» **SELECTED TEXT**:
%%

DVD REVIEW – March 8th, 2007

THIS WEEK IN DVD’S – Mar. 8th,2007

  • The Butcher BoyPerformance, The Loneliness of the Long Distance Runner, & Ginger & Fred (Warner Bros)


Warner’s new Director’s Showcase line gets off to a rollicking start with the release of four films with such eclectic pedigrees that they’re almost Criterion-worthy.  The Butcher Boy, Neil Jordan’s throbbing fever dream of a coming-of-age tale, has been long hard-to-find in America, and its release here comes as a bona-fide relief.  Sure, the commentary and other mild bonuses aren’t anything to get riled up about, but the transfer afforded the picture is exceptional, and the movie’s buzzing soundtrack pops off the DVD like caps from a toy gun.  Donald Cammell’s and Nicholas Roeg’s Performance is an equally beguiling entry here, if only for its postmodern narrative template.  This film about an East London gangster and the washed-up rock star (Mick Jagger) he ends up inspiring ain’t exactly the most rapidly-paced movie in the world, but Roeg’s deft manipulation of Jagger’s celebrity iconoclasm is near-perfect (he ended up getting an even better performance out of David Bowie in The Man Who Fell To Earth six years later: Call Roeg the George Cukor of rock stars).  Performance’s DVD ain’t all that, though — the disc sticks with the film’s original mono mix, and the only bonuses are two so-so featurettes and the film’s trailer.  Tom Courtenay’s blinding performance in The Loneliness of the Long Distance Runner, Tony Richardson’s tale of a lower-class British cross-countryman who gets slammed with circumstance on his road to athletic glory, is the film’s standout facet (as a picture, it’s only so-so: It’s on par with, say, Chariots of Fire). It doesn’t help that this is the worst-looking disc of this Director’s Showcase—and with a simple mono mix and a mere trailer as a bonus feature, Long Distance Runner pales in comparsion, especially when viewed against Ginger & Fred, Federico Fellini’s hard to find showcase for Marcello Mastrioani and Giulietta Masina and their TV-lampooning interests. Yeah, it’s a bitch to not have this disc loaded with extras (we’ve been spoiled by Criterion’s bonus-heavy Fellini releases of late), but with a stellar video transfer in tow, it’s still a marvel to soak in the picture, one of Fellini’s late, complicated, giddy masterpieces.

%%

Excerpts from a point labeling dataset
%%

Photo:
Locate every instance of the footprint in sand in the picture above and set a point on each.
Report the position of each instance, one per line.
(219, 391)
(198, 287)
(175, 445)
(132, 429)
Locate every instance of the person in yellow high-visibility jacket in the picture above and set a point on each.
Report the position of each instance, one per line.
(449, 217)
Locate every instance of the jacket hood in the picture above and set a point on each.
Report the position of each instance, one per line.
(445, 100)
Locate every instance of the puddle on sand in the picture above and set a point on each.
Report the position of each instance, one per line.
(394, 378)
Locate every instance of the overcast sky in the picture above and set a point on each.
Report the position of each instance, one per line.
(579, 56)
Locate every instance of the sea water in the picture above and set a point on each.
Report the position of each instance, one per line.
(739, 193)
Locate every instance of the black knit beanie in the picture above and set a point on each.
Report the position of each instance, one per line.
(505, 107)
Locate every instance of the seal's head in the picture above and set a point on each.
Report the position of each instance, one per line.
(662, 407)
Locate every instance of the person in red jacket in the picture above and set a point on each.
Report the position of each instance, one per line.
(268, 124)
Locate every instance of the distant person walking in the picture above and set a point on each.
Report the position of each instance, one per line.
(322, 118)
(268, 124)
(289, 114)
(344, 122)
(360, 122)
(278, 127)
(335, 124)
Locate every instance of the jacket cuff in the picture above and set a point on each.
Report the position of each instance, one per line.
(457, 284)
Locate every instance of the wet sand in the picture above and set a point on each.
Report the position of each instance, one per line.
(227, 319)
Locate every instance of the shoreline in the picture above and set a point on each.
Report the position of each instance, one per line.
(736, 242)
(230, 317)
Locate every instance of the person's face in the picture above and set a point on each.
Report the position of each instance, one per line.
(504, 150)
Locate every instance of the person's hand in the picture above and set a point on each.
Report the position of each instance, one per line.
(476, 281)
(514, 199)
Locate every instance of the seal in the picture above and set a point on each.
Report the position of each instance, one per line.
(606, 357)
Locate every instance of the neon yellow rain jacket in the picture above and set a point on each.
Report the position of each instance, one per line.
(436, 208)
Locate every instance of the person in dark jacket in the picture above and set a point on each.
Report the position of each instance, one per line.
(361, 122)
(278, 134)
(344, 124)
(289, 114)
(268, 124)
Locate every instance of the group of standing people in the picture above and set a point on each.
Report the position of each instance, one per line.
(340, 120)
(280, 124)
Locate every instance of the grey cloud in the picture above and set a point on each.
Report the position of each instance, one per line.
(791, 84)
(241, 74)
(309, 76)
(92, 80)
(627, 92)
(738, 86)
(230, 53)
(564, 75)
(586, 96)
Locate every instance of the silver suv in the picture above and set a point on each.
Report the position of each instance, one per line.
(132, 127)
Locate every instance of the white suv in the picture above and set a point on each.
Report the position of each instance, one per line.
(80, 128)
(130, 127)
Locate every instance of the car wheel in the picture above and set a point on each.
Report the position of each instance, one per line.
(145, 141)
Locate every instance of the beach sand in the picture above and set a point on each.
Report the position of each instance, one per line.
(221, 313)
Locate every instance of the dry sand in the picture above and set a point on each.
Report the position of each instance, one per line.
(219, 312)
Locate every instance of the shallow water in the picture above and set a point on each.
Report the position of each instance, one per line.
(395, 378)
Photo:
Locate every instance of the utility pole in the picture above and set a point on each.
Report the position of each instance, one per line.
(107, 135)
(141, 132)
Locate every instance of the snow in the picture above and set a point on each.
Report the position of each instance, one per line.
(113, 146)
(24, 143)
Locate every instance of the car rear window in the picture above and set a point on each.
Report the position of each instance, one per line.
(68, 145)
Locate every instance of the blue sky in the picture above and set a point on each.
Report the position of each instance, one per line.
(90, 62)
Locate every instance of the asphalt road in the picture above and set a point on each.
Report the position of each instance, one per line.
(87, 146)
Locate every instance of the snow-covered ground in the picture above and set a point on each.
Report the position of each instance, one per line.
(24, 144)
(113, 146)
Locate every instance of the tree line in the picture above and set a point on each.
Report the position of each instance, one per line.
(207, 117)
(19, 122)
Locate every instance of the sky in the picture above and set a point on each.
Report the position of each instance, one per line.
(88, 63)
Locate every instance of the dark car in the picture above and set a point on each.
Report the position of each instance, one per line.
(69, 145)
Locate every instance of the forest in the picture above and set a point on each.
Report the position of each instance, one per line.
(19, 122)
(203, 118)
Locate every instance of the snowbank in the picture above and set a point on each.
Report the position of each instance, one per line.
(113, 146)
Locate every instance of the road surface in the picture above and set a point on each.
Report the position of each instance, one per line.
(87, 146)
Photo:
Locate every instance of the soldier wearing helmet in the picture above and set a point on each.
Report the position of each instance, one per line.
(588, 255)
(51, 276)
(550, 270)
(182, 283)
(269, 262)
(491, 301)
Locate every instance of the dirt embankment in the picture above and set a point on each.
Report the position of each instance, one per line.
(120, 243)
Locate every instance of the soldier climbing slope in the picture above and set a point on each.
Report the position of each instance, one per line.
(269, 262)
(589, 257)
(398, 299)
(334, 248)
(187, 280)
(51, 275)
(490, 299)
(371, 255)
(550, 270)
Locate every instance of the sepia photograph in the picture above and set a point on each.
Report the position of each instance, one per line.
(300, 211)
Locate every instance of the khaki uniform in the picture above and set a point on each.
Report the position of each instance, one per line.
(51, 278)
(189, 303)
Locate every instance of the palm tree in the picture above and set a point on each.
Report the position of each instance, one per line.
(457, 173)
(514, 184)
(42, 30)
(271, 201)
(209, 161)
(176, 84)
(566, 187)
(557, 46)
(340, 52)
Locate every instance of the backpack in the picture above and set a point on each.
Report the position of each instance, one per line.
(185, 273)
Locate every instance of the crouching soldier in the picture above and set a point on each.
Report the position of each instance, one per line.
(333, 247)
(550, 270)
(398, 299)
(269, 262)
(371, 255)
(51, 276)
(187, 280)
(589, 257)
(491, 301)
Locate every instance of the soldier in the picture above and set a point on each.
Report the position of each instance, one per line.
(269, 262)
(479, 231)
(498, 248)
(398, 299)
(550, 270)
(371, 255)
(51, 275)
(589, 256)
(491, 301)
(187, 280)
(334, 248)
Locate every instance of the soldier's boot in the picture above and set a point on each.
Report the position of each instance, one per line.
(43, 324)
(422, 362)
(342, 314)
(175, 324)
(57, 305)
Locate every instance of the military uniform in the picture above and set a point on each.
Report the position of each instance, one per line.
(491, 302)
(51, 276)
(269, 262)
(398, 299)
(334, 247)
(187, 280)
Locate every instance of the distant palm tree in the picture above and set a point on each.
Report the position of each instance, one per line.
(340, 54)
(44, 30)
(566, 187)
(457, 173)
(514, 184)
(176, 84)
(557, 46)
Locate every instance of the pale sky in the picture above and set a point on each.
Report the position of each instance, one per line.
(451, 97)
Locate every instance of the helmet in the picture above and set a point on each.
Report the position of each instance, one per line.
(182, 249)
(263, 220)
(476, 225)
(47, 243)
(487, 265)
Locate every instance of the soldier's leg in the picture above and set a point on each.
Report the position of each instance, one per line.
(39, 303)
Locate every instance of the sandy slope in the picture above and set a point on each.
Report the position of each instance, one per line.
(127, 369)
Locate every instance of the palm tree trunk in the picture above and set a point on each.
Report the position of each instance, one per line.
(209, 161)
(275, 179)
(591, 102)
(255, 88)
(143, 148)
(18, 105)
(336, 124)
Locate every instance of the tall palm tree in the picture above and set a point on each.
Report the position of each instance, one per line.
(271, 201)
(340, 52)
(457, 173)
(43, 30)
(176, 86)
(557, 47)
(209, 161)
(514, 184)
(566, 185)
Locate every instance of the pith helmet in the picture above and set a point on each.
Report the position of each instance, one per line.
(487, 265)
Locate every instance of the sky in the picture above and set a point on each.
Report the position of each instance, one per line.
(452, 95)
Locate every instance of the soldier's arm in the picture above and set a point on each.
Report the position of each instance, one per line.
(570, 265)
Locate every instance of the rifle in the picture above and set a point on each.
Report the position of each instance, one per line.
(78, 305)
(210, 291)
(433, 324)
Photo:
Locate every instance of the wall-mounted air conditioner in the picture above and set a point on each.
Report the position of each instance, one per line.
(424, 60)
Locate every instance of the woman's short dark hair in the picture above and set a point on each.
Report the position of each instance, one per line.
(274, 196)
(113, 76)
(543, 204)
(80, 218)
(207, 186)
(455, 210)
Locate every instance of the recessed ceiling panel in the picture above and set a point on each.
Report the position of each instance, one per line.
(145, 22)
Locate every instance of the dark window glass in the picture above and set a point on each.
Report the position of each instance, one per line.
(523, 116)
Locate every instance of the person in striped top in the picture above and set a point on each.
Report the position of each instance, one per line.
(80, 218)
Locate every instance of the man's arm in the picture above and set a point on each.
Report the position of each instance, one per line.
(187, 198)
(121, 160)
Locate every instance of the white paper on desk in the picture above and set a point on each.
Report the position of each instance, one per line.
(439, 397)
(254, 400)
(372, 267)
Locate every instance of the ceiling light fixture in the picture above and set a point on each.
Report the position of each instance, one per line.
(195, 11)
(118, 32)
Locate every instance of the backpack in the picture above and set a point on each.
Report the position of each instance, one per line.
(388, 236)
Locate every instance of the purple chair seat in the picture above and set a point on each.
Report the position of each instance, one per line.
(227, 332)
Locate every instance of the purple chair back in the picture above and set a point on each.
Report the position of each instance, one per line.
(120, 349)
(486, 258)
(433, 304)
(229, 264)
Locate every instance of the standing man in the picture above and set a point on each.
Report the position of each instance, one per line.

%%

» **BRIEF**:
Reproduce the passage of the DVD review starting with "DVD REVIEW –" and going on through "Fred (Warner Bros)".

» **RESULT FOR THIS EXERCISE**:
DVD REVIEW – March 8th, 2007

THIS WEEK IN DVD’S – Mar. 8th,2007

  • The Butcher BoyPerformance, The Loneliness of the Long Distance Runner, & Ginger & Fred (Warner Bros)